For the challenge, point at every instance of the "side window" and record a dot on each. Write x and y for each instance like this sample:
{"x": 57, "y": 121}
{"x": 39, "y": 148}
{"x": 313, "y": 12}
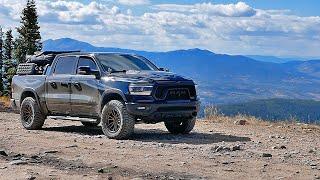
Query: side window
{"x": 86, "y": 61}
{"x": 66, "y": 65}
* * *
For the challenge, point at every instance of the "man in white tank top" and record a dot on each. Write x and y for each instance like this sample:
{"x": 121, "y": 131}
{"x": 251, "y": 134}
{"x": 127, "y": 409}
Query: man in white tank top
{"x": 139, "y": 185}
---
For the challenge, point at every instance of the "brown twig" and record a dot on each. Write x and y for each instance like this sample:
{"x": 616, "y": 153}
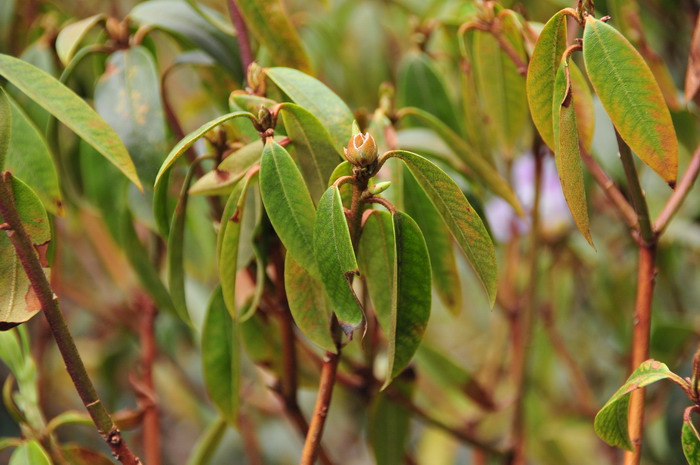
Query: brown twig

Required work -
Please return every line of the records above that contains the word "brown", matching case exactly.

Reply -
For the challenge, point at every instance of the "brown twig" and record a dot on each. Write x and y for each instance like this sample:
Query: brown twig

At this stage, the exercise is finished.